** start PROVIDED TEXT **
Cultural Learning Alliance

When you live with degradation depleting your resources, the magical artistic experience becomes a source of hope; a vision beyond the despair, an indication of how bad could be transformed into better

Camila Batmangelidjh
Founder and Director, Kids Company

Practice

Shape Articulate Conference at Sadler's Wells Theatre

In May 2010, 15 young learning disabled people aged 15 to 26, from London, Bristol and Oxford, participated in a three-day event at the Sadler’s Wells Theatre in London.

At ‘Articulate’, young people with learning difficulties participated in a range of creative learning activities aiming to encourage self-expression and social interaction, and to use alternative methods to articulate and express needs, important for many with non-verbal communication, using a range of communication aids.

The overall aim was to assist young people to articulate their career aspirations, training, and real experiences of accessing services to employment and training providers, colleges, potential employers and community and other local organisations who can assist them in having their say – such as Youth Parliament.

“Shape knows that cultural learning can make a big difference to a young person’s life experience – by using creative approaches we have been able to engage young people in thinking about their careers. Young learning disabled people have a high risk of becoming NEET (not in education, employment or training) and Articulate is just one of Shape’s interventions that can support this group to move away from NEET and closer to the job market.” Jenny Taylor, Shape’s Employment Programme Manager

Drawing out career aspirations
Young people participated in a Snakes and Ladders board game designed to draw out their dreams and career aspirations. A large-scale game snakes and ladders board and die was laid on the floor - young people discussed the ‘snakes’ or barriers that prevent them from getting where they want to go to, and then the ‘ladders’ or support mechanisms that help them move forwards towards that goal. They also could work on a career action plan.

Using creative approaches to finding work
Young people took part in ‘Forum Theatre’ – using creative approaches explore an important central issue. The young people devised their own scripts based on their own experiences. They explored obstacles to finding work and their access requirements.

In the afternoon the young people performed to an audience of leaders from training providers, colleges, potential employers, etc. After an initial showing, the action was restarted, and whenever an audience member felt the character might have tried a different strategy, they stopped the action, took the actor’s place, and played out their idea.

Young learning-disabled people already in work act as role models
Zahra Hussen is a young learning-disabled woman in paid employment at ‘The Crime Academy’ in Hendon. Zahra’s job is to work with Police Officers on the best way to interview learning-disabled witnesses. Zahra's work changes perceptions and demonstrates that people with a learning-disability can make good witnesses. the conference also heard from Anne-Marie Hislop, a successful learning-disabled actress who has been on The Bill and Doctors.

Young learning-disabled people using interactive media to have a voice
Young people were able to use interactive media to voice their ideas and thoughts. A group of young learning-disabled journalists from Weekend Arts College (WAC) acted as ‘Roving Reporters', to create a journalistic record of the day. They used a web-based media, blogging, video and live interviews to report on events.
** end PROVIDED TEXT **
** start EXCERPTED DATA **
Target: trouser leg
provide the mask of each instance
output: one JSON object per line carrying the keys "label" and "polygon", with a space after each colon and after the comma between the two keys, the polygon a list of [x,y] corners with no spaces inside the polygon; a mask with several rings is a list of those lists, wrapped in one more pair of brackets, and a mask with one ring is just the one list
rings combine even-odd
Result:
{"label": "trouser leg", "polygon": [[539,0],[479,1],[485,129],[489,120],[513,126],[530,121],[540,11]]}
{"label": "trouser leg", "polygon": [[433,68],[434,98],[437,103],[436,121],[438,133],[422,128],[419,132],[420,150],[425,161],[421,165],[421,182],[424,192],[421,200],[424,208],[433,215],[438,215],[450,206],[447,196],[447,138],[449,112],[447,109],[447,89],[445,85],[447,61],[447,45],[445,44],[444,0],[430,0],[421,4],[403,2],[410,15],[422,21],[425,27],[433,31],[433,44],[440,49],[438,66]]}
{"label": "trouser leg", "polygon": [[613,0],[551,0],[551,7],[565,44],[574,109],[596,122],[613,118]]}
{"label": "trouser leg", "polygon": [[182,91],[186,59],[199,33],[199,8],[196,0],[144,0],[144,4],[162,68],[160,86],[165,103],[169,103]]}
** end EXCERPTED DATA **
_GIVEN PROBLEM A_
Check each statement below against the text about the Articulate conference. Answer yes or no, and quote the words from the text that settle it.
(i) The event at Sadler's Wells lasted three days.
(ii) The young people performed scripts written for them by professional playwrights.
(iii) Zahra Hussen works as an actress on The Bill.
_GIVEN PROBLEM B_
Write the next part of the text about the Articulate conference, picking up right after its last sentence.

_EXERCISE RESPONSE A_
(i) Yes: "participated in a three-day event at the Sadler’s Wells Theatre in London."
(ii) No: "The young people devised their own scripts based on their own experiences."
(iii) No: "Zahra’s job is to work with Police Officers on the best way to interview learning-disabled witnesses."

_EXERCISE RESPONSE B_
Young people were provided with a fun, accessible way of making concepts around transition and employment more tangible and practical. Participants were given control and the ability to explore sensitive issues around independence and decision-making.

Quotes and Case Studies
“The opportunity to travel to London and dip their toes in the capital city is still resonating with them today - “That they have a timeline in their head is, perhaps more important, since time is something that they find difficult to grasp.  They loved it and have only gained and grown from the experience.” Support worker at Kingsweston school, Bristol

'Young people have learnt so much today. They are capable of doing so much more than people think. Articulate is important because it gives young learning disabled people a voice.” Sean Mclaughlin, Corporate Director of Adult Social Services, Islington Council

Case Study
Josh is about to leave school. He has a learning disability and wants to be an actor, but his teachers and career advisors told him he didn’t have the skills. Then his support worker said, “Why not go to the Shape Articulate event? It will help you think about your future.” Josh went to Sadler's Wells and heard other young learning-disabled people talk about the skills they have learnt to do the jobs they want.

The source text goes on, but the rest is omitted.